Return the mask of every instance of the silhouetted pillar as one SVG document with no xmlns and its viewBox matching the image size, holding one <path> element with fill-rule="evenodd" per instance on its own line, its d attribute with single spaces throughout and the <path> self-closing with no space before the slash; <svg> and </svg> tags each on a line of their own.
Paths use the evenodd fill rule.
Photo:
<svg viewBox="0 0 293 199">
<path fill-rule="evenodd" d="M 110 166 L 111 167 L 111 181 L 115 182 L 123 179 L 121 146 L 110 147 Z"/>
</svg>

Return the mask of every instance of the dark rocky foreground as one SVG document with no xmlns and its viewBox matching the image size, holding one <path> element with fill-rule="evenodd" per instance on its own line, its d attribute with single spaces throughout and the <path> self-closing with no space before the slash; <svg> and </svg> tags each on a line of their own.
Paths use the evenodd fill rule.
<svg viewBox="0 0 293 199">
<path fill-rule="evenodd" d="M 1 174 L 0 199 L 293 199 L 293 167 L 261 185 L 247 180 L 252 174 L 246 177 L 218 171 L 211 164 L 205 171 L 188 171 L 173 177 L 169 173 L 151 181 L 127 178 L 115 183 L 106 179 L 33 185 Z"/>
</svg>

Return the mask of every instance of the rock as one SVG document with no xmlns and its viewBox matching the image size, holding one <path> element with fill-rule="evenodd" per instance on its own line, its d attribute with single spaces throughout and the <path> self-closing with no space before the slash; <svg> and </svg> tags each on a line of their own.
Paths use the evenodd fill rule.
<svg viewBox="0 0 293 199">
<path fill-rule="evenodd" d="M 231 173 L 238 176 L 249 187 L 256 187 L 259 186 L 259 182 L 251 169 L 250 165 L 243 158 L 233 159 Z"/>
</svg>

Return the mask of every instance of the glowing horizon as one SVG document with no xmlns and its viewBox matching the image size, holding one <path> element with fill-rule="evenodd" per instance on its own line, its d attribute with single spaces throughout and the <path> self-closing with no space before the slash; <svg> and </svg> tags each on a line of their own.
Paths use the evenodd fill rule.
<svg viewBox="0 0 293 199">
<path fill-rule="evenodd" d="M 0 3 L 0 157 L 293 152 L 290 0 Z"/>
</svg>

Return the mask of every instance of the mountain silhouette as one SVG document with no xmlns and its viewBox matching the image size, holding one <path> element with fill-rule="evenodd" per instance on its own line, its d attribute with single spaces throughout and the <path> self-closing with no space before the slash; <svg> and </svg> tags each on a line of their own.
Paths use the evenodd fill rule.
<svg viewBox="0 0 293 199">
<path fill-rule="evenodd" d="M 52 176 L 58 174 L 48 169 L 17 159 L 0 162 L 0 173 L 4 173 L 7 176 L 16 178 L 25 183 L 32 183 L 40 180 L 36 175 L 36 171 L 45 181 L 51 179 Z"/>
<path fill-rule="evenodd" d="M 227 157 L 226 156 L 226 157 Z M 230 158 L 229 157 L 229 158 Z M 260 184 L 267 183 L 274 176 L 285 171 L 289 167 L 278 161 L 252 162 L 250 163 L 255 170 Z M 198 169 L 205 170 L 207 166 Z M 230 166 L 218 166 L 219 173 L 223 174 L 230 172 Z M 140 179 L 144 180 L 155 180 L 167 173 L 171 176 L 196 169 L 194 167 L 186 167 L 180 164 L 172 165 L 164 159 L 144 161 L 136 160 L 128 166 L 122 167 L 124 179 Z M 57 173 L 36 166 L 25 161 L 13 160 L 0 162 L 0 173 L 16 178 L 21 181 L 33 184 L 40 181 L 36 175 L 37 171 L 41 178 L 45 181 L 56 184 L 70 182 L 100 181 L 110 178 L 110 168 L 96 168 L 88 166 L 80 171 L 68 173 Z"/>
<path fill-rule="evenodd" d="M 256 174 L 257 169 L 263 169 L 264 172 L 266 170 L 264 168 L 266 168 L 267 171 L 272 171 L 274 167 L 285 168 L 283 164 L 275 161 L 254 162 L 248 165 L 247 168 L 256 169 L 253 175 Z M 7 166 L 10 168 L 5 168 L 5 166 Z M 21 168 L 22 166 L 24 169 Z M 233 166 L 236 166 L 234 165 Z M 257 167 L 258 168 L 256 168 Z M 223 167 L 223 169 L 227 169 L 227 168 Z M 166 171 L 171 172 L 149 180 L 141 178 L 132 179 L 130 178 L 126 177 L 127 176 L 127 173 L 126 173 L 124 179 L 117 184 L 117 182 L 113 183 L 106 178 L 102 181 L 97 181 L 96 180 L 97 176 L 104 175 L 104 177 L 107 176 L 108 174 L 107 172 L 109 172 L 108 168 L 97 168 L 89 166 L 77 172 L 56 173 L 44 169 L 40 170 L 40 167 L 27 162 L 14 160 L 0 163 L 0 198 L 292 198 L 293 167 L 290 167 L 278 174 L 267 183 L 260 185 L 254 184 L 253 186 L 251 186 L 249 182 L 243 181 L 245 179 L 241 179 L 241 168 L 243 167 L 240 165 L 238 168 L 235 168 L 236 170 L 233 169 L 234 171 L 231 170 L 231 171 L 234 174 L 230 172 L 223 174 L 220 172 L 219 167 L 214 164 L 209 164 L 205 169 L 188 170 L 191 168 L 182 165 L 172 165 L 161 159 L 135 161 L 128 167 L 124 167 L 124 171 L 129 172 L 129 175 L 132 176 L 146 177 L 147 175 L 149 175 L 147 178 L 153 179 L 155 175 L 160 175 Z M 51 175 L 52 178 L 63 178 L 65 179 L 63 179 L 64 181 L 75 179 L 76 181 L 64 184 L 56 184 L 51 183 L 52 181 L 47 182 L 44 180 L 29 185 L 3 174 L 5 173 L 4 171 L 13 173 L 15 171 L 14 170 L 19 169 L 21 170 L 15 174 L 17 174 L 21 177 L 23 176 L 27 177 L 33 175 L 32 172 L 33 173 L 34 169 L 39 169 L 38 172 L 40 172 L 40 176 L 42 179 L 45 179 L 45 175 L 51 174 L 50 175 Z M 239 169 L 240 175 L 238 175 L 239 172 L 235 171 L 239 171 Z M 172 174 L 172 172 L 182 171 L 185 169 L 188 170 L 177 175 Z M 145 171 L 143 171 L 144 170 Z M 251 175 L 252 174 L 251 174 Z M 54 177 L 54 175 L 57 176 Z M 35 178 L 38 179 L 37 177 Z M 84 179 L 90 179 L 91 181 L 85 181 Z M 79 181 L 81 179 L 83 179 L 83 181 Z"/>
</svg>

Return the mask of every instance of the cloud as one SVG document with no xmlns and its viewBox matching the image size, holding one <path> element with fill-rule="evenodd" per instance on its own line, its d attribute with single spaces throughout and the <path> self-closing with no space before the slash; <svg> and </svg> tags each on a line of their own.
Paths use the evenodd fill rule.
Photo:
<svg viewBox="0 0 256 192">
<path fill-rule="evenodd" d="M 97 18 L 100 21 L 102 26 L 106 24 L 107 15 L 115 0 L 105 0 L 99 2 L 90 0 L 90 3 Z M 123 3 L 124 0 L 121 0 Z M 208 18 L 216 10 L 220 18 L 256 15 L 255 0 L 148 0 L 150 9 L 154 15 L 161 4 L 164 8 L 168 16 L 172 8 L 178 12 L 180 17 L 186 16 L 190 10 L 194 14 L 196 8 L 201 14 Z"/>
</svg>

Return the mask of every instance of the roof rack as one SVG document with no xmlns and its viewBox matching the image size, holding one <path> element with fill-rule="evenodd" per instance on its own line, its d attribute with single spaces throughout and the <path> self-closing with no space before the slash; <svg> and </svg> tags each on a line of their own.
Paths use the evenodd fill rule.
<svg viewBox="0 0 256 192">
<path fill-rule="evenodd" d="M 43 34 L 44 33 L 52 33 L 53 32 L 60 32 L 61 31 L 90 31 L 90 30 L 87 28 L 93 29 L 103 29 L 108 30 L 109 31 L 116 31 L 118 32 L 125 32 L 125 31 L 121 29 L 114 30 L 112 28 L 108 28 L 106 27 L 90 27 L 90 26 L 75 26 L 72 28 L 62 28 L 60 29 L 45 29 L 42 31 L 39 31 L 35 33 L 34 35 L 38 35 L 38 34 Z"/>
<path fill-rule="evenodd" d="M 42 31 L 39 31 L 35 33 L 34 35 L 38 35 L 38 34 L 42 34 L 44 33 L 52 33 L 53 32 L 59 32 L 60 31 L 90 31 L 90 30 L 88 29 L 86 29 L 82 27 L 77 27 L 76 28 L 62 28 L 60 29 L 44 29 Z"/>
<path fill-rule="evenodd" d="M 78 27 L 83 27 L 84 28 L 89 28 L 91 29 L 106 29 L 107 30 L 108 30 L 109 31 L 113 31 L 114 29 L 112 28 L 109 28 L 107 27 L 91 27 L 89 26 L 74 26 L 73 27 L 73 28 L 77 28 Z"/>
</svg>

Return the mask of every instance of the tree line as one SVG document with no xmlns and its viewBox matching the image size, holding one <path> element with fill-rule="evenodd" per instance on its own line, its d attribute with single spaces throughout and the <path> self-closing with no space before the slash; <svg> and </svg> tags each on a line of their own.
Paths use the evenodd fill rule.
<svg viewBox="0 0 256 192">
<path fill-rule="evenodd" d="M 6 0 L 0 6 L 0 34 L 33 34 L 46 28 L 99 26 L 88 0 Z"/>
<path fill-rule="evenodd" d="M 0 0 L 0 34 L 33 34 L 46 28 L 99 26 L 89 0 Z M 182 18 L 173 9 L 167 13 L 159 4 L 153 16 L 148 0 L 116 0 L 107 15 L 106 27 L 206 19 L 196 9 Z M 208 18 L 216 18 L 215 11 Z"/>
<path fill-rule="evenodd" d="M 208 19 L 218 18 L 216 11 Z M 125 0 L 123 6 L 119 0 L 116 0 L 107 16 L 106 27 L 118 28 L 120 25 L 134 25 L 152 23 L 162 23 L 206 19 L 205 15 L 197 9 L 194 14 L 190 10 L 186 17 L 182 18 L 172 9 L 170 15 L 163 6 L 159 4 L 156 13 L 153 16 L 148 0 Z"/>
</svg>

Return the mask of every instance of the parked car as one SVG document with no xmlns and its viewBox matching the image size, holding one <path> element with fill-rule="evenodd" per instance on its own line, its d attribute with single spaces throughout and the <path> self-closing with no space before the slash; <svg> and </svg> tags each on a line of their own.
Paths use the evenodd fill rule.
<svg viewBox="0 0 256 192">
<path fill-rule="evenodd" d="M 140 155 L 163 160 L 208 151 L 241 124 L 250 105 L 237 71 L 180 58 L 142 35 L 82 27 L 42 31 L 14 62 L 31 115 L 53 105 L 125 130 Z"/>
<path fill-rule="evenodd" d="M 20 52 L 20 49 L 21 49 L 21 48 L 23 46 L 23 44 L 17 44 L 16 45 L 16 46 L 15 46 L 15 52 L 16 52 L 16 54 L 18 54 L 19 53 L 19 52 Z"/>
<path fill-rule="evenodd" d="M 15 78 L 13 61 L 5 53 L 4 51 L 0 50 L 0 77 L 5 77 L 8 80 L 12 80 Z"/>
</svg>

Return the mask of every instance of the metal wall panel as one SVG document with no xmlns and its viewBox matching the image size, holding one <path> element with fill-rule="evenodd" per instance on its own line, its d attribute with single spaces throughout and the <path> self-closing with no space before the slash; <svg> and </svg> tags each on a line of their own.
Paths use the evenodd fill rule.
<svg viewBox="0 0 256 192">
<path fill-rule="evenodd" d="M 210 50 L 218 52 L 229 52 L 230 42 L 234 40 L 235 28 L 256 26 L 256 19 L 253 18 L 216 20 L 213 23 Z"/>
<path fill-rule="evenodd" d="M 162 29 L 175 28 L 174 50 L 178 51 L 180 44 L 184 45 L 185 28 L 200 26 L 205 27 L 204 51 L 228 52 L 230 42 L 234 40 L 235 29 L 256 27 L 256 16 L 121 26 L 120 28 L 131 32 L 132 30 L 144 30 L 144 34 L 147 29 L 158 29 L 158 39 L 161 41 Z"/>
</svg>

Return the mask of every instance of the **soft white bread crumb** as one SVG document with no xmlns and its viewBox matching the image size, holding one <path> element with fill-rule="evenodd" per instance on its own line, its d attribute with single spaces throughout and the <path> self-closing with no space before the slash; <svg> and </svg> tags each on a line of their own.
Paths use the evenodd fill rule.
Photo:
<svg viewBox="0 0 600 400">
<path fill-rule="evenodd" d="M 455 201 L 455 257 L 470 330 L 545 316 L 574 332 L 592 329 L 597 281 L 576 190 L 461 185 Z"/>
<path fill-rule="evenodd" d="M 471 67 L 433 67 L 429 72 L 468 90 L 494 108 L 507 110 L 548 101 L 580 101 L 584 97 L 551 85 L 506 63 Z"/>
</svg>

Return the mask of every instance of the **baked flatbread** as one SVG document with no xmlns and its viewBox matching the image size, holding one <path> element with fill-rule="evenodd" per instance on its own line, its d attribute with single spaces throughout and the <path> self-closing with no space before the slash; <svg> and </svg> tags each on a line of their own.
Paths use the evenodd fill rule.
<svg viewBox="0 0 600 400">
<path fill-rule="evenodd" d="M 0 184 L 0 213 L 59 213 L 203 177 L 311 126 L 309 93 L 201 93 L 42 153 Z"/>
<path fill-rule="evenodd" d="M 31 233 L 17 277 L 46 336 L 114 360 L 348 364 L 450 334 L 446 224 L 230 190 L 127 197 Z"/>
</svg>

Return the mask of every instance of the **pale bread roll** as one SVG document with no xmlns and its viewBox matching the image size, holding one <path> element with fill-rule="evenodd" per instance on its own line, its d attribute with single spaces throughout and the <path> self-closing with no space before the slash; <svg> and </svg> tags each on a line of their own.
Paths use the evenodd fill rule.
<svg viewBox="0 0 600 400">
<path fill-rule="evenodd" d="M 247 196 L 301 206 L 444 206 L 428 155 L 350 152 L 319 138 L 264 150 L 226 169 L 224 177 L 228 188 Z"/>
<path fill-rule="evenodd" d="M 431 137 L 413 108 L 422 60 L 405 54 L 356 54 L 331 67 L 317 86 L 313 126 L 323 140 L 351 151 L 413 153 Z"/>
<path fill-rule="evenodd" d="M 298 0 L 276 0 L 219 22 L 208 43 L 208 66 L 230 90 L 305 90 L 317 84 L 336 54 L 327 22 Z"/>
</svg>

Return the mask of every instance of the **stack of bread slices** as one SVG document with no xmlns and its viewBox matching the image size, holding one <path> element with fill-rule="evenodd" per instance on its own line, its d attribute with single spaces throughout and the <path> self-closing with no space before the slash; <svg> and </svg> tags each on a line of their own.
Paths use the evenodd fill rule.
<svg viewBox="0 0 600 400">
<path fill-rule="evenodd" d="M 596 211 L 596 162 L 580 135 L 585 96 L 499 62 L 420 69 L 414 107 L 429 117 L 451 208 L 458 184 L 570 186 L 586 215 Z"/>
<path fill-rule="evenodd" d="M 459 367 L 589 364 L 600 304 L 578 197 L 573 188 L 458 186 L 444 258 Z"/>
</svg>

Objective —
Please change "baked flatbread" to "toasted flatbread" in the rows that open with the line containing "Return the mask of every instance of the **baked" and close with the line containing "184 L 0 213", leaving everything else unchanged. Give back only those lines.

Solved problem —
Return the mask of every instance of the **toasted flatbread** as one SVG document with no xmlns and its viewBox matching the image size, holding one <path> element with fill-rule="evenodd" per instance on its own line, its d attribute with single spaces throughout and the <path> self-closing with no space before the slash; <svg> and </svg> tags each on a line of their own.
Paths use the evenodd fill rule.
<svg viewBox="0 0 600 400">
<path fill-rule="evenodd" d="M 0 184 L 0 213 L 59 213 L 203 177 L 311 126 L 309 93 L 201 93 L 42 153 Z"/>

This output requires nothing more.